■ Ejercicio breve ■
Copia sin cambios una parte del fragmento sobre el acceso a la judicatura: empieza en las palabras "La Justicia española" y detente después de "del Estado, etc.).".

La Justicia española adolece de déficits y lastres estructurales de entre los que me atrevo a resaltar el retraso y las dilaciones indebidas en el proceso, la ausencia de un sistema reconocible de exigencia de responsabilidad judicial, el rol del juez de instrucción en la investigación penal o el arcaico sistema de acceso a la judicatura. Problema este último que no es exclusivo de jueces y fiscales, sino que se extiende al acceso a otros muchos cuerpos de élite del funcionariado (diplomáticos, abogados del Estado, etc.).

El sistema vigente de acceso a la judicatura resulta insostenible dejando de lado, incluso, los costes económicos y del sesgo social que puede provocar

Con la experiencia y conocimiento acumulados tras haber ostentado durante casi tres años (2004-2007) la condición de Director del Centro de Estudios Jurídicos (llamado a ser el futuro Centro de preparación de opositores) y de miembro del Comité de Selección organizador de las pruebas de acceso de jueces y fiscales, doy mi entusiasta bienvenida a las novedades que introduce la reforma legislativa del Gobierno: consolidar un sistema suficiente (en cuantía y tiempo) de becas para opositores; crear un auténtico centro de opositores; implantar un registro público de preparadores que dignifique esta función (y aleje la sombra del fraude fiscal o laboral); sustituir pruebas orales memorísticas por otras escritas de razonamiento práctico; introduir el anonimato en la corrección.

El sistema vigente de acceso a la judicatura resulta insostenible dejando de lado, incluso, los costes económicos y del sesgo social que puede provocar. Aislar socialmente a un joven de brillante expediente durante un lustro sometiéndolo a un régimen espartano de ansiosa dedicación y muy incierto futuro no puede deparar nada bueno y/o saludable. Conquistar la cima y reincidir en un nuevo retiro colectivo en la Escuela Judicial durante los siguientes dos años –junto a homólogos que han recorrido idéntica tortuosa travesía– aboca inevitablemente a una sesgada visión de la realidad de aislamiento, singularidad y excepcionalidad. Este hercúleo esfuerzo, humano y psicológico, puede facilmente llevar a la creencia de condiciones personales excepcionales en el futuro juez llamado a resolver sobre nuestra vida, hacienda y libertad. Tras tan denodado y costoso esfuerzo personal, este encumbramiento en la cúspide de un poder individualizado del Estado puede fácilmente venir acompañado de dosis, más o menos intensas, de envanecimiento y ensoberbecimiento que no son difíciles de percibir en el día a día de los estrados. La ausencia de un sistema real y efectivo de exigencia de responsabilidades al juez en los supuestos de anormal funcionamiento de su jurisdicción cierra un perverso círculo que es indiferente al origen socioeconómico del juez  o a su perfil ideológico.

Registros de contornos de regiones con nombre
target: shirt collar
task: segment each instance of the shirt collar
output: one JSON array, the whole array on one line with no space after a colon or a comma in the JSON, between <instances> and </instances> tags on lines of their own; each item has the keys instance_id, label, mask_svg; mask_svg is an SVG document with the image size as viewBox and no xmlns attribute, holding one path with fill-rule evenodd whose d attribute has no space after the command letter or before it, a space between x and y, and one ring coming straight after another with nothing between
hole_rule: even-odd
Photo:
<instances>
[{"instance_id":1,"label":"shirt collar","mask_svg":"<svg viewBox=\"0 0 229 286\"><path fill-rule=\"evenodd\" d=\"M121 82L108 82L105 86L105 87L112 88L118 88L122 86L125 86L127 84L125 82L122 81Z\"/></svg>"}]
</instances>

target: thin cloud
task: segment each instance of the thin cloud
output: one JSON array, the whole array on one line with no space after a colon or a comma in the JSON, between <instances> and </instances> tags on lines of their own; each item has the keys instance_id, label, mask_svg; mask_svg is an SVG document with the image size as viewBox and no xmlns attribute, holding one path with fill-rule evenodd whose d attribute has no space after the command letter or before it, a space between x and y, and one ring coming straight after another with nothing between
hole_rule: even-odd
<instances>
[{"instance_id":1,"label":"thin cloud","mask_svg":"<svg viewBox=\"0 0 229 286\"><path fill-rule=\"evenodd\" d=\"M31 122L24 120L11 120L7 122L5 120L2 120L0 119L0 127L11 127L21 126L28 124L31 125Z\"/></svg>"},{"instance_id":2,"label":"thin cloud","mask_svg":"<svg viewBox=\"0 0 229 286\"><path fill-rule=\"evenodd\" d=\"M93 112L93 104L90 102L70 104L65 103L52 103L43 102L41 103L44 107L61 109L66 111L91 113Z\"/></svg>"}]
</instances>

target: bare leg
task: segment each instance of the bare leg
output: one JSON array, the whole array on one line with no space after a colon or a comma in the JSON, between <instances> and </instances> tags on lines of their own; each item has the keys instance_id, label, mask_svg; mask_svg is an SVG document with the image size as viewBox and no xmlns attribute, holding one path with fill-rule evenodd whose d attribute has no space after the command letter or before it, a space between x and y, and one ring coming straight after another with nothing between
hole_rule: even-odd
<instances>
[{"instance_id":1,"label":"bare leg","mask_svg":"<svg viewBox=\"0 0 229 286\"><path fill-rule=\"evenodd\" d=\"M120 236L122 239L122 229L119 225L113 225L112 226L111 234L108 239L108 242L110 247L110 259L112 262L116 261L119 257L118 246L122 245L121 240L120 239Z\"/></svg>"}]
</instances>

■ Respuesta correcta ■
La Justicia española adolece de déficits y lastres estructurales de entre los que me atrevo a resaltar el retraso y las dilaciones indebidas en el proceso, la ausencia de un sistema reconocible de exigencia de responsabilidad judicial, el rol del juez de instrucción en la investigación penal o el arcaico sistema de acceso a la judicatura. Problema este último que no es exclusivo de jueces y fiscales, sino que se extiende al acceso a otros muchos cuerpos de élite del funcionariado (diplomáticos, abogados del Estado, etc.).